• [PROBLEMS AND TASKS]
1) Name every borough that the article on Covid-19 vaccines during Ramadan mentions.
2) From the Ramadan vaccine article, quote the passage between "A CCGs spokesperson" and "imam for guidance.", inclusive.

GPs in Barking and Dagenham, Havering and Redbridge are urging Muslims not to delay having their Covid-19 vaccine during the holy month of Ramadan.

Ramadan is due to start on the evening of Monday, April 12, and GPs have urged practising Muslims to get their first or second dose of the jab if called forward during this time.

To reassure the Muslim community, the British Islamic Medical Association has reviewed the analysis of Islamic scholars and confirmed that having the vaccine does not invalidate the fast.

A CCGs spokesperson said the vaccine does not contain pork or other animal and foetal products - reflecting the advice of the majority of Islamic scholars that it is permissible.

Dr Uzma Haque, clinical director of NHS Barking and Dagenham Clinical Commissioning Group and a practising Muslim, said: “As Muslims we have a duty to preserve life and getting vaccinated is the most effective way to prevent illness and loss of life from Covid-19.

"A lot of hard work has gone into bringing the vaccines to our local communities to protect our most vulnerable, and we have already vaccinated thousands of people in Barking and Dagenham, Havering and Redbridge.

"We must now stand together and not allow this progress to halt during Ramadan."

She advised anyone who is still unsure whether you should have a jab during the holy month to speak to their imam for guidance.

“I urge everyone to have the jab when offered, but please continue to follow government guidelines to reduce transmission and help save lives.”

The British Islamic Medical Association also advises that people should stop fasting and seek medical advice if becoming unwell after receiving a Covid-19 vaccine or due to another reason.

To do this, visit, your GP practice’s website or call 111 or your practice directly.

The CCGs spokesperson said that most side-effects from the vaccine are mild and clear up on their own after a few hours.

• [DATA]
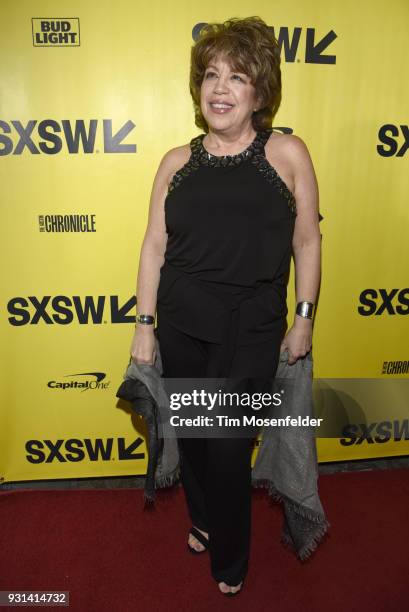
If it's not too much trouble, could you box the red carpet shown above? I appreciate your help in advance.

• [ANSWERS FOR THE EXERCISE]
1) Barking and Dagenham, Havering, Redbridge

2)
A CCGs spokesperson said the vaccine does not contain pork or other animal and foetal products - reflecting the advice of the majority of Islamic scholars that it is permissible.

Dr Uzma Haque, clinical director of NHS Barking and Dagenham Clinical Commissioning Group and a practising Muslim, said: “As Muslims we have a duty to preserve life and getting vaccinated is the most effective way to prevent illness and loss of life from Covid-19.

"A lot of hard work has gone into bringing the vaccines to our local communities to protect our most vulnerable, and we have already vaccinated thousands of people in Barking and Dagenham, Havering and Redbridge.

"We must now stand together and not allow this progress to halt during Ramadan."

She advised anyone who is still unsure whether you should have a jab during the holy month to speak to their imam for guidance.